▶ [Work to do]:
Could you copy out all of the data below verbatim, line for line?

#### Stored data ####

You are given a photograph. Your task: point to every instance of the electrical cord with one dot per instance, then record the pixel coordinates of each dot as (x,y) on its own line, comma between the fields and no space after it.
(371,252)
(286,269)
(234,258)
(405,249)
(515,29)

####

▶ [Task answer]:
You are given a photograph. Your task: point to every instance of the electrical cord with one dot per instance, then record the pixel coordinates of each dot as (x,y) on its own line, comma between the fields and no space after it.
(371,252)
(286,269)
(234,258)
(405,249)
(515,29)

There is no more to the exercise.